Exercise input:

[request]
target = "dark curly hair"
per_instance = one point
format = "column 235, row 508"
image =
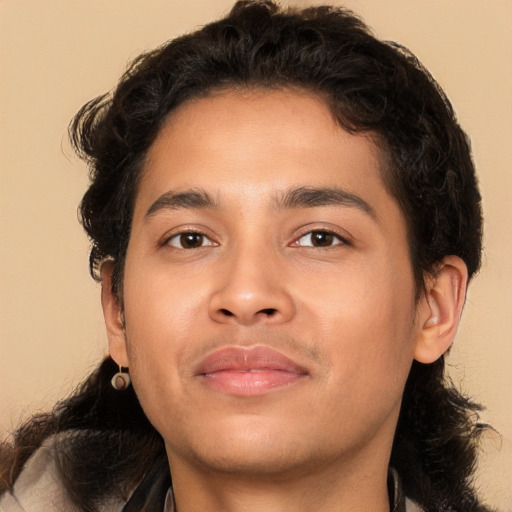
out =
column 370, row 86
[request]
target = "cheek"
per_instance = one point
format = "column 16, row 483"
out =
column 365, row 316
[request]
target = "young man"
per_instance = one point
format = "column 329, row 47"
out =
column 284, row 217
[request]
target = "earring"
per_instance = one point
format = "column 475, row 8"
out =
column 121, row 380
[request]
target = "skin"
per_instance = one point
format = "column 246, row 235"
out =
column 329, row 286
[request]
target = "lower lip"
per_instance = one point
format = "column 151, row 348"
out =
column 250, row 383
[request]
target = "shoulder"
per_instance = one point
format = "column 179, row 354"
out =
column 39, row 488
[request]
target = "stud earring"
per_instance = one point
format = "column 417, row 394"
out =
column 121, row 380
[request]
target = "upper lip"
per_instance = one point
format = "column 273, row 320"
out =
column 246, row 359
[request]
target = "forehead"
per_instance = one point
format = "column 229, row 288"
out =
column 256, row 143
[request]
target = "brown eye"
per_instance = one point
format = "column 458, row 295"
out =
column 189, row 240
column 319, row 239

Your instructions:
Make an exact copy of the records shown above, without the pictures.

Task output:
[request]
target = "dark curly hair"
per_instance = one point
format = "column 235, row 508"
image =
out =
column 370, row 86
[request]
target = "cheek"
per_instance = one point
format = "column 16, row 483"
out =
column 365, row 316
[request]
target = "young man"
per_instance = one point
format = "column 329, row 47"
out =
column 284, row 217
[request]
target = "earring"
per_instance = one point
format = "column 475, row 8"
out =
column 121, row 380
[request]
target = "skin"
per_instance = one point
format = "column 246, row 235"
out =
column 329, row 286
[request]
target = "lower lip"
per_instance = one point
format = "column 151, row 348"
out =
column 250, row 383
[request]
target = "shoulder"
per_instance = one point
format = "column 179, row 354"
out =
column 39, row 488
[request]
target = "stud earring"
per_instance = one point
format = "column 417, row 394"
out =
column 121, row 380
[request]
target = "upper lip"
per_instance = one point
format = "column 273, row 320"
out =
column 246, row 359
[request]
target = "forehead"
per_instance = one point
format = "column 229, row 288"
out =
column 256, row 143
[request]
target = "brown eye"
per_instance = one point
format = "column 458, row 295"
out =
column 189, row 240
column 319, row 239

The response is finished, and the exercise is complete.